** QUOTED PASSAGE **
Examples of polyhedral meshes used in TIM-3D

Parallelism in TIM-3D is provided at three levels. This approach is an extension of the three-level parallelism in TIM-2D [2] to the three-dimensional case. The first two levels use space decomposition in the MPI-based distributed-memory model. At the first level, calculations are parallelized in task fragments (domains). At the second level, calculations within one domain are parallelized in para-domains. At the third level, iterations of calculation loops are parallelized in the OpenMP-based shared-memory model. These approaches can be used both together in different combinations, and separately in one calculation.

Earlier, TIM-3D used shared-memory model parallelism [3]. Shared-memory parallelism is not sufficient, because the number of memory-sharing processor cores in up-to-date cluster computers is not very large. TIM-3D uses decomposition into domains. This involves solving a contact interaction problem between domains. Domains are calculated independently. This circumstance is used for the first level of parallelism. Its constraint is a small number of domains (usually up to 10). Thus, in order to remove the constraints on the number of computational resources engaged, an intermediate level of parallelism is required: at the sub-domain level, where the domain is divided into smaller geometric “grains”. These fine-grained paralleling algorithms are described in the present paper.

** RAW RECORDS **
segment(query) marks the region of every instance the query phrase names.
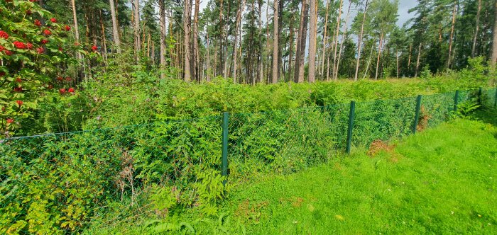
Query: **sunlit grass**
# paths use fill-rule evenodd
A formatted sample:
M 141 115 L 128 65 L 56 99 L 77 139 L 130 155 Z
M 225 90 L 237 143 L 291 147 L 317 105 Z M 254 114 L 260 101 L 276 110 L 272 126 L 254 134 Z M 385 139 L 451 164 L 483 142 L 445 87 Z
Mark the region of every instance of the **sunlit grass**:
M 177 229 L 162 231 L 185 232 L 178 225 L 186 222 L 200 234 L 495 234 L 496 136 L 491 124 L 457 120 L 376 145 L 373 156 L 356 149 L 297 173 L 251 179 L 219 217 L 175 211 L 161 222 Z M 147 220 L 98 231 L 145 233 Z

---

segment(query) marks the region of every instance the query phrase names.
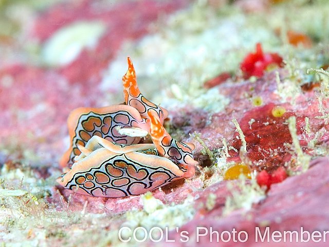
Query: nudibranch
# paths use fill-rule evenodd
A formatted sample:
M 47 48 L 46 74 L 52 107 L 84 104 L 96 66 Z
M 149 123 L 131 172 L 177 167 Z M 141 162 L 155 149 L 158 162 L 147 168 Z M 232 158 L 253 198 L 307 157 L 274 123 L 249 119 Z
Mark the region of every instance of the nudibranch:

** TASK REQUIREMENTS **
1. In the passage on TIM-3D parallelism, which model is used to parallelize iterations of calculation loops at the third level?
2. Reproduce the part of the passage on TIM-3D parallelism starting at "Earlier, TIM-3D used" and ending at "the present paper.".
Nothing in the records is needed here.

** RESPONSES TO THE TASKS **
1. The OpenMP-based shared-memory model.

2.
Earlier, TIM-3D used shared-memory model parallelism [3]. Shared-memory parallelism is not sufficient, because the number of memory-sharing processor cores in up-to-date cluster computers is not very large. TIM-3D uses decomposition into domains. This involves solving a contact interaction problem between domains. Domains are calculated independently. This circumstance is used for the first level of parallelism. Its constraint is a small number of domains (usually up to 10). Thus, in order to remove the constraints on the number of computational resources engaged, an intermediate level of parallelism is required: at the sub-domain level, where the domain is divided into smaller geometric “grains”. These fine-grained paralleling algorithms are described in the present paper.